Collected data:
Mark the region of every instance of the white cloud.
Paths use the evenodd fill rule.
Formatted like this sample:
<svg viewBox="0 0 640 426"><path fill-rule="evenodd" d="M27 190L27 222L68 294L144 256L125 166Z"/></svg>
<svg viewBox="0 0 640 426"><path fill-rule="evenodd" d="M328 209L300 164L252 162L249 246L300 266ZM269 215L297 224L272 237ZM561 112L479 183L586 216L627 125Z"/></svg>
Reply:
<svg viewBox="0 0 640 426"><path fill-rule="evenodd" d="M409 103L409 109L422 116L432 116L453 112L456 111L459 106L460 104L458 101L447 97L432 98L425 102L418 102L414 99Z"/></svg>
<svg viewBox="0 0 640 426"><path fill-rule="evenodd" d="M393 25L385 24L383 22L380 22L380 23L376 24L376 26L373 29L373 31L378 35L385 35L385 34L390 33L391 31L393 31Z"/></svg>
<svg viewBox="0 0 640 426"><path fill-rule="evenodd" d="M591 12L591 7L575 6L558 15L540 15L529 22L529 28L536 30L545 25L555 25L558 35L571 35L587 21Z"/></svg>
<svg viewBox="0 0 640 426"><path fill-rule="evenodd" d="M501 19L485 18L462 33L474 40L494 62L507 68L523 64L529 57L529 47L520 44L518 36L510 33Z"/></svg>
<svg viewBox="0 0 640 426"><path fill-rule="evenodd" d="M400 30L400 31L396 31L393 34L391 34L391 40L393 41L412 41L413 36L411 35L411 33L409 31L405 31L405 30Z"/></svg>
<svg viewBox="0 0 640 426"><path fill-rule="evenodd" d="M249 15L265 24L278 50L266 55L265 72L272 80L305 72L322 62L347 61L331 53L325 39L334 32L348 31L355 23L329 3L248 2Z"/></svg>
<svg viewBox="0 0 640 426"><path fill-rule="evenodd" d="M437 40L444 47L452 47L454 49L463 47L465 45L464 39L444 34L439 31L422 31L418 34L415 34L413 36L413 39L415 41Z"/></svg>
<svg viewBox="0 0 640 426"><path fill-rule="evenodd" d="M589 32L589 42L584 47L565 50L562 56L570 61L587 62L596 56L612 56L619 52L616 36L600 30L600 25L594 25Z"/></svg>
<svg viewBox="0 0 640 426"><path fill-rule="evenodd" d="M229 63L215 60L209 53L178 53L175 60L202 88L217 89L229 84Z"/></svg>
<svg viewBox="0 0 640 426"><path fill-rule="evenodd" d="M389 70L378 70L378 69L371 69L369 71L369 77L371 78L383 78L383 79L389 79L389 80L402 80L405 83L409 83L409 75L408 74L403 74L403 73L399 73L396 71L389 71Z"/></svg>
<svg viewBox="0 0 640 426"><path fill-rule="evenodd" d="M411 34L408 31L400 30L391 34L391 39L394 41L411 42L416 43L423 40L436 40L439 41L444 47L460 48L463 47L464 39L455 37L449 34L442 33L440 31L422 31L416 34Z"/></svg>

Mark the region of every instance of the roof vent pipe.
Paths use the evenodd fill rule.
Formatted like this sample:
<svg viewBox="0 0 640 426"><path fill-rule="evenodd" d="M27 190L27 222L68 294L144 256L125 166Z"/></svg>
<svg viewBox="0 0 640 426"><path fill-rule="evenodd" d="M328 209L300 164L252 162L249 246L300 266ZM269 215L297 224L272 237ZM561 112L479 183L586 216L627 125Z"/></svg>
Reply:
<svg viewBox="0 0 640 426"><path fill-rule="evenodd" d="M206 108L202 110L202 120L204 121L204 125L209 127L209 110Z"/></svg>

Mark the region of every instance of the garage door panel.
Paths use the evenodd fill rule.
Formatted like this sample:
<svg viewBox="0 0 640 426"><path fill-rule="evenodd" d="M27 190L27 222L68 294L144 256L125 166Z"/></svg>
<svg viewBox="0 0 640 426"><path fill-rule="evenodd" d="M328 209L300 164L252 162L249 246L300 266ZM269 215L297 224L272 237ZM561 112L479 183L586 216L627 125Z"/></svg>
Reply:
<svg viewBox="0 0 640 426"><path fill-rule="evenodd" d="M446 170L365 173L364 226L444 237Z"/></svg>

Task statement
Find how many lines in the entries include the string "region", and state only the number.

Task response
3